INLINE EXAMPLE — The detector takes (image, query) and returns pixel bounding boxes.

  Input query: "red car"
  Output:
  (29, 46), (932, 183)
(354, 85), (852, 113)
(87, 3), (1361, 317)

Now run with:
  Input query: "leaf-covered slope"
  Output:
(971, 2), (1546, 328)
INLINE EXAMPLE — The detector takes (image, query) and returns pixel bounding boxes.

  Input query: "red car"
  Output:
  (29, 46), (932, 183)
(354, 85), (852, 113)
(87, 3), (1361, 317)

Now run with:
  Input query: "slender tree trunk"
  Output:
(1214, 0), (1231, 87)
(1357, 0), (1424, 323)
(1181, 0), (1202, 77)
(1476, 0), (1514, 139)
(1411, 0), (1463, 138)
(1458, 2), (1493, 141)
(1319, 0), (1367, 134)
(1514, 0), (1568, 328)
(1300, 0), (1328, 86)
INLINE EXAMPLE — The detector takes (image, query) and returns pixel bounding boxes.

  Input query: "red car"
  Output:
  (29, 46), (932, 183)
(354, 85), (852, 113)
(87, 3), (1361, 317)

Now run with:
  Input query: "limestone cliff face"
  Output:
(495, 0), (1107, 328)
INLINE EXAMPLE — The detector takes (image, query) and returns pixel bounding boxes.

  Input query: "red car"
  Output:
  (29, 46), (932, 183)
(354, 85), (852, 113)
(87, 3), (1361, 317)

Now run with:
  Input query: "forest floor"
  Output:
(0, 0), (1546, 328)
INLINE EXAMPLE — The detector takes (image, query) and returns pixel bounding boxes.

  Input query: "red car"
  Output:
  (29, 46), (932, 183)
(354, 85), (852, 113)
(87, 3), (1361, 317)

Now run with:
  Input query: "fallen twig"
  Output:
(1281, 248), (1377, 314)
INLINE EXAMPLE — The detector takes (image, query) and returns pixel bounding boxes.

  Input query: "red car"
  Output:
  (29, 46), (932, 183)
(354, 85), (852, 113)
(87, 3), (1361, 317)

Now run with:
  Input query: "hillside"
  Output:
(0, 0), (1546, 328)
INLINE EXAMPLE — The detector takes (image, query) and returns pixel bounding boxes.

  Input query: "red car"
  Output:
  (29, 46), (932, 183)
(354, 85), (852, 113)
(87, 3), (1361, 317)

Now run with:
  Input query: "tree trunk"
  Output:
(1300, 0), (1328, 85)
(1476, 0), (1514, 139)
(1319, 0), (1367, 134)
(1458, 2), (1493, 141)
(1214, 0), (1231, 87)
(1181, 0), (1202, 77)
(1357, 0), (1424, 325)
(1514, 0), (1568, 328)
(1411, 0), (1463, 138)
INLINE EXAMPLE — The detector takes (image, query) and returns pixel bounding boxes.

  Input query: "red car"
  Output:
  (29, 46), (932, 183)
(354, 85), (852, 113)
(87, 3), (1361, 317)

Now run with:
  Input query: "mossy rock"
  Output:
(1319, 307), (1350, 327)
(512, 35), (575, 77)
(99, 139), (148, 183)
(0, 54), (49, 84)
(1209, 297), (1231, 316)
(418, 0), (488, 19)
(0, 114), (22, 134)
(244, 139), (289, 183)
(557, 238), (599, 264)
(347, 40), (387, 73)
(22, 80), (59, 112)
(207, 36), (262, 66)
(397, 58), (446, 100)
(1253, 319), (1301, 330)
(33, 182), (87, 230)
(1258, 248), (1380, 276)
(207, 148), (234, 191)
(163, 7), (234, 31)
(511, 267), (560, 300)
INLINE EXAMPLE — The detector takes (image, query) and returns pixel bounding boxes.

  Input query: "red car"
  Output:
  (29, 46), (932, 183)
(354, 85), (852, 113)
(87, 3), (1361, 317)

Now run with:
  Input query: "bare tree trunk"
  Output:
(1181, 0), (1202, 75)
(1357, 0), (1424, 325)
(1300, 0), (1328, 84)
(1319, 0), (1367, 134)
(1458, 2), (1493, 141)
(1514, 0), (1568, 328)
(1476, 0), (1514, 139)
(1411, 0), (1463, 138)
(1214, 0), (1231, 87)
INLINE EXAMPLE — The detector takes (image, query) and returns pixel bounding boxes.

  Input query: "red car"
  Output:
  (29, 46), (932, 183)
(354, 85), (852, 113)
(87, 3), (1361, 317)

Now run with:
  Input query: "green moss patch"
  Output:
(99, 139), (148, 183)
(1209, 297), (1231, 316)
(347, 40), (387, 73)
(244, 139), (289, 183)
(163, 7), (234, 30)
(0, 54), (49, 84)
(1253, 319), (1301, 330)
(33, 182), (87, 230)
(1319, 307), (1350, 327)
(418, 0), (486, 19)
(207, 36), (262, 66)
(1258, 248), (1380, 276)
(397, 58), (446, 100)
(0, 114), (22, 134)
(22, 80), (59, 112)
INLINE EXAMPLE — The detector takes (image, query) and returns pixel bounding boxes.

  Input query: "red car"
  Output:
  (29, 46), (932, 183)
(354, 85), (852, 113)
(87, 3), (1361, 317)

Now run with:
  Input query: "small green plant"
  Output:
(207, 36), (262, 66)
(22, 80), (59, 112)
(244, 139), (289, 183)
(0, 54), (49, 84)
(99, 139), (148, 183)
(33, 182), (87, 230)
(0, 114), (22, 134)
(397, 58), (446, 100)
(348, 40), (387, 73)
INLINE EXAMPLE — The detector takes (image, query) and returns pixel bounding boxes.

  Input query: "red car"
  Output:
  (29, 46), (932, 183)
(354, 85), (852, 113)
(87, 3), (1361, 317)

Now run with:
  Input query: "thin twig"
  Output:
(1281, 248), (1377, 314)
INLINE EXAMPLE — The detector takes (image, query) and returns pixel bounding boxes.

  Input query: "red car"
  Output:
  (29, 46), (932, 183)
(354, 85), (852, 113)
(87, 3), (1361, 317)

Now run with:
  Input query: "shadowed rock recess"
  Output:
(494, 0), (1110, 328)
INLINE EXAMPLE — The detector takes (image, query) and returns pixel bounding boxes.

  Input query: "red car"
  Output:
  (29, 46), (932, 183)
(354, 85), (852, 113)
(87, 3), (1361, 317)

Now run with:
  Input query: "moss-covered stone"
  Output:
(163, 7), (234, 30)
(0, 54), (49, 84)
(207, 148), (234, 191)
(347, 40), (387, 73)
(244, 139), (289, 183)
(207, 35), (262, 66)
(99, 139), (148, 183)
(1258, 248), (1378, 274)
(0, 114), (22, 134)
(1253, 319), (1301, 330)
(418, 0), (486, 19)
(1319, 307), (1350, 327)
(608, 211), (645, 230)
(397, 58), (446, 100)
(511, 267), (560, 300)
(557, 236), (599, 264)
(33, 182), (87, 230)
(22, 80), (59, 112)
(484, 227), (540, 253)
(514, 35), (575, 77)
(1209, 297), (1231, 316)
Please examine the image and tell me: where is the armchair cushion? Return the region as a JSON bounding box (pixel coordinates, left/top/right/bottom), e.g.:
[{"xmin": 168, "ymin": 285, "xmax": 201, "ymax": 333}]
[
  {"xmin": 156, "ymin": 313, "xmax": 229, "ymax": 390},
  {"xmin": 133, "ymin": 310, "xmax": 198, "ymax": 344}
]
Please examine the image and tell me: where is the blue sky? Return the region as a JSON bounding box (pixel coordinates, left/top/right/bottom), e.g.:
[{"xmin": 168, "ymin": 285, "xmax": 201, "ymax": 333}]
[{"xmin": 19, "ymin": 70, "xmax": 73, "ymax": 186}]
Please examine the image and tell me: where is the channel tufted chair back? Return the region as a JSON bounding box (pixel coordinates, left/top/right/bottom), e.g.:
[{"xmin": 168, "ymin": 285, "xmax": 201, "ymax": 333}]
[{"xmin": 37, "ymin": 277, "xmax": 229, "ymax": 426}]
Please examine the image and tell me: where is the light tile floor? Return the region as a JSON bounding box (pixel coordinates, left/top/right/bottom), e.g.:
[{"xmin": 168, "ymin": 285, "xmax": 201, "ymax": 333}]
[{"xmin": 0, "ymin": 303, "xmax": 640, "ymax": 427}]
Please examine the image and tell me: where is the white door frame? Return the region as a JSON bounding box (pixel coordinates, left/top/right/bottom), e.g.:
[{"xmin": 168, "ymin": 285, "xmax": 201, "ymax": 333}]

**Description of the task:**
All lines from the one containing "Please examine the image and tell me: where is the armchair" through the end of the records, both ends included, are to be quoted exactly; please add nothing else.

**Solution to this task:**
Please examine the image and tell me: where is the armchair cushion? Return the region as a JSON bounding box (pixel coordinates, left/top/right/bottom), e.g.:
[{"xmin": 168, "ymin": 285, "xmax": 201, "ymax": 333}]
[
  {"xmin": 156, "ymin": 313, "xmax": 229, "ymax": 390},
  {"xmin": 133, "ymin": 310, "xmax": 198, "ymax": 344}
]
Please examine the image and tell me: where is the blue sky? Return the region as a JSON bounding box (pixel coordinates, left/top/right/bottom), e.g.:
[{"xmin": 168, "ymin": 285, "xmax": 201, "ymax": 333}]
[{"xmin": 19, "ymin": 70, "xmax": 73, "ymax": 186}]
Please examine the image and tell me: where is the channel tufted chair back? Return the region as a JSON bounding box (pixel coordinates, left/top/right/bottom), e.g.:
[{"xmin": 168, "ymin": 285, "xmax": 201, "ymax": 333}]
[{"xmin": 37, "ymin": 277, "xmax": 229, "ymax": 426}]
Please examine the image and tell me: where is the light tile floor? Return the region as a JSON bounding box (pixel coordinates, left/top/right/bottom), e.g.:
[{"xmin": 168, "ymin": 285, "xmax": 201, "ymax": 333}]
[{"xmin": 0, "ymin": 303, "xmax": 640, "ymax": 427}]
Please examine the image and tell me: where is the white door frame? Return the region as a JSON bounding box (pixel coordinates, left/top/right/bottom), e.g.:
[{"xmin": 168, "ymin": 285, "xmax": 201, "ymax": 333}]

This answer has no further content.